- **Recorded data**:
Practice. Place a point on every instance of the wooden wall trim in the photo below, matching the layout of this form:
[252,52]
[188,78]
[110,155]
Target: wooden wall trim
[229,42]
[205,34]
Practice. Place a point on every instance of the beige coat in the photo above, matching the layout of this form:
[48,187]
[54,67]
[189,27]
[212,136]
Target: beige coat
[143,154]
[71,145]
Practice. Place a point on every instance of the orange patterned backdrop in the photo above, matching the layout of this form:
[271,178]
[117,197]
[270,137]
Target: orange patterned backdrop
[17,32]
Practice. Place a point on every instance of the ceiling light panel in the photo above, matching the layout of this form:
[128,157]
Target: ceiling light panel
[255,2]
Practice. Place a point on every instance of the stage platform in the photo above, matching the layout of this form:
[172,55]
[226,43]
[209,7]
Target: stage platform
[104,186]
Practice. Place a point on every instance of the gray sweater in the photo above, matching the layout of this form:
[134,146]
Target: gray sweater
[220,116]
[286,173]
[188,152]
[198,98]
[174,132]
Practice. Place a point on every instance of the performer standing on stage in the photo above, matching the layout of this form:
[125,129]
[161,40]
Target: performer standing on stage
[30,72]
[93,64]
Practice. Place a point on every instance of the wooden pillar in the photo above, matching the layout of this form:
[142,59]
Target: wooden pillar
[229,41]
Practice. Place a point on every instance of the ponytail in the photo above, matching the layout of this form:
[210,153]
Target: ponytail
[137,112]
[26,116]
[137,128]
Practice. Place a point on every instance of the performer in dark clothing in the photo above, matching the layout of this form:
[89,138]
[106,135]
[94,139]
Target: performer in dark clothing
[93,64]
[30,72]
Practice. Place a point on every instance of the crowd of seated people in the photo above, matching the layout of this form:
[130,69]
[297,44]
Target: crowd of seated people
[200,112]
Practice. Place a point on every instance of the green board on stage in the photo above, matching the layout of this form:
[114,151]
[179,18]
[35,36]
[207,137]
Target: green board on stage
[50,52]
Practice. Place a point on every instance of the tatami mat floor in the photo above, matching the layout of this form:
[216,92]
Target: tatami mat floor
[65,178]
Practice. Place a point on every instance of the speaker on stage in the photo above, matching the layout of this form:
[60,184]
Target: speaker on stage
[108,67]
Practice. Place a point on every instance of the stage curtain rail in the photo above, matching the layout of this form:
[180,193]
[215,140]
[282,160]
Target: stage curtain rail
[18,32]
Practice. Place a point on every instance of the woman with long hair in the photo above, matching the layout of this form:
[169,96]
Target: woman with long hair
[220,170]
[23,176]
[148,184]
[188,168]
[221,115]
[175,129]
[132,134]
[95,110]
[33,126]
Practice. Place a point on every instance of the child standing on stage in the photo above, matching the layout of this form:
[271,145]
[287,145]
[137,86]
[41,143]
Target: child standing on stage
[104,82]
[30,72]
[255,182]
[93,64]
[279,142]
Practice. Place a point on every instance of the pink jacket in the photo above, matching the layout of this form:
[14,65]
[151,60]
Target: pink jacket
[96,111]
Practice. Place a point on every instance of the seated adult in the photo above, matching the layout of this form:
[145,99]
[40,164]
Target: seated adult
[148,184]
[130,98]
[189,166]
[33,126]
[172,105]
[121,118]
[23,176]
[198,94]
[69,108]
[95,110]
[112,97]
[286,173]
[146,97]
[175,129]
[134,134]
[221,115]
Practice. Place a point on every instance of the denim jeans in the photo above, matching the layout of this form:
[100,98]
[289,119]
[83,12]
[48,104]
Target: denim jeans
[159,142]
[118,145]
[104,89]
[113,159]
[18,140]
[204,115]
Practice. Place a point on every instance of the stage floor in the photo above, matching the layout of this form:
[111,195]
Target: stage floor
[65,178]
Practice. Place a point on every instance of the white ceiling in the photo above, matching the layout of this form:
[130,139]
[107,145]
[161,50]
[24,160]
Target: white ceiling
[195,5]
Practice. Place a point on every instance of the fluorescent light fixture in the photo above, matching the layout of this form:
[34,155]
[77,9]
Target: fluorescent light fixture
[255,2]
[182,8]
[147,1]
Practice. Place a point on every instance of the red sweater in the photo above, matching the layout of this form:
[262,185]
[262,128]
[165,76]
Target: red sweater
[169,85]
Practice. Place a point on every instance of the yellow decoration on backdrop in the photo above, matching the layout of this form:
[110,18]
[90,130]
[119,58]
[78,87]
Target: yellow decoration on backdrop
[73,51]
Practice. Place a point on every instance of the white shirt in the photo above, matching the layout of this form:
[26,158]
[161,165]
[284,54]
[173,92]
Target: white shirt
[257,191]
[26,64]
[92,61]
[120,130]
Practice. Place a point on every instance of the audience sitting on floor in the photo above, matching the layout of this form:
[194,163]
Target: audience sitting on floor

- **Instructions for the task**:
Retype the data in full, exactly.

- **Output below**:
Practice. Place a point on every instance of the wooden wall trim in the photo below, matching the layout of this form:
[252,52]
[188,78]
[110,155]
Target: wooden wall trim
[229,42]
[205,34]
Practice. Place a point on every instance of the beige coat in the photo above, matching the layout of this form:
[48,187]
[54,67]
[189,27]
[212,136]
Target: beige coat
[143,154]
[71,145]
Practice. Place a point on every instance of the orange patterned backdrop in the photo above, matching the layout of this form:
[271,178]
[117,197]
[270,137]
Target: orange patterned backdrop
[17,32]
Practice. Place a point on every instance of the ceiling light panel in the photo above, matching the layout of this form:
[128,157]
Target: ceiling light panel
[255,2]
Practice. Place a point on every instance of the stage platform in the photo above, matching the layout of this form:
[172,55]
[226,43]
[209,7]
Target: stage platform
[104,186]
Practice. Place a point on every instance of the gray sweater in the photo above, matching the layout of this form:
[134,146]
Target: gray sweater
[220,116]
[286,173]
[188,152]
[198,98]
[174,132]
Practice. Place a point on every instance of the performer standing on stage in the photo above, matching the layout of this form:
[125,129]
[161,40]
Target: performer standing on stage
[30,72]
[93,64]
Practice. Place a point on every instance of the wooden pillar in the photo above, matching the layout of this form:
[142,59]
Target: wooden pillar
[229,41]
Practice. Place a point on every instance of the ponytail in the photo above, matching the layout of this form:
[210,153]
Target: ponytail
[137,112]
[26,116]
[137,128]
Practice. Place a point on every instance of the performer in dark clothing in the photo above, matching the layout of this form:
[89,138]
[106,135]
[94,139]
Target: performer in dark clothing
[93,64]
[30,72]
Practice. Place a point on every instance of the crowd of seated people in the photo above, matching the layout of this form:
[130,69]
[297,44]
Target: crowd of seated people
[200,112]
Practice. Place a point on every instance of the green board on stage in the photo above, matching the layout of this form:
[114,151]
[179,18]
[35,36]
[207,137]
Target: green board on stage
[50,52]
Practice. Place a point on every instance of the tatami mat floor in the photo above, matching the layout of this form:
[216,92]
Target: tatami mat floor
[65,178]
Practice. Place a point on every instance of the speaker on stage in the photo above, matching the layout of this form:
[60,184]
Target: speaker on stage
[108,67]
Practice. Place a point on every instance of the stage curtain rail in the photo above, matching the layout of this form:
[180,193]
[215,140]
[282,160]
Target: stage curtain rail
[18,32]
Practice. Place a point on every instance of the woman with long hair in the photo above, matching the layout of this form:
[169,96]
Target: woman with long hair
[220,170]
[23,176]
[148,184]
[188,168]
[221,115]
[175,129]
[132,134]
[95,110]
[33,126]
Practice. Place a point on every instance of the child standing on stage in the photo above, matching the layout of this form:
[271,145]
[287,145]
[137,86]
[41,143]
Target: child standing on stage
[104,82]
[30,72]
[255,182]
[93,64]
[279,142]
Practice. Place a point on every instance of the pink jacket in the photo above, matching the layout of this form:
[14,65]
[151,60]
Target: pink jacket
[96,111]
Practice. Place a point on every instance of the seated adult in the photo above, matching the layout of this form:
[145,99]
[40,164]
Target: seated adult
[148,184]
[130,98]
[189,166]
[33,126]
[172,105]
[121,118]
[23,176]
[198,94]
[69,108]
[95,110]
[112,97]
[286,173]
[146,97]
[175,129]
[134,134]
[221,115]
Practice. Place a point on every instance of the denim jeans in the photo above, matching the layout of this form:
[100,98]
[289,119]
[83,12]
[48,104]
Target: denim jeans
[159,142]
[118,145]
[104,89]
[113,159]
[18,140]
[204,115]
Practice. Place a point on every instance of the stage floor in the photo above, matching the layout of this form:
[111,195]
Target: stage floor
[65,178]
Practice. Place a point on every instance of the white ceiling in the photo above, matching the layout of this form:
[130,139]
[107,145]
[161,50]
[24,160]
Target: white ceiling
[195,5]
Practice. Place a point on every instance of the fluorescent light fixture in the photo above, matching the layout of this form:
[34,155]
[77,9]
Target: fluorescent light fixture
[255,2]
[182,8]
[147,1]
Practice. Place a point on every instance of the red sweater in the photo above, matching the layout of this form:
[262,185]
[262,128]
[165,76]
Target: red sweater
[169,85]
Practice. Place a point on every instance of the yellow decoration on backdrop in the photo above, matching the layout of this form:
[110,18]
[90,130]
[119,58]
[78,87]
Target: yellow decoration on backdrop
[73,51]
Practice. Place a point on every instance of the white shirt in the photo above, matching the layout of this form:
[26,158]
[161,165]
[284,54]
[173,92]
Target: white shirt
[257,191]
[26,64]
[92,61]
[120,130]
Practice. Place a point on every instance of the audience sitting on floor in the photo above, matching the layout of this form:
[194,163]
Target: audience sitting on floor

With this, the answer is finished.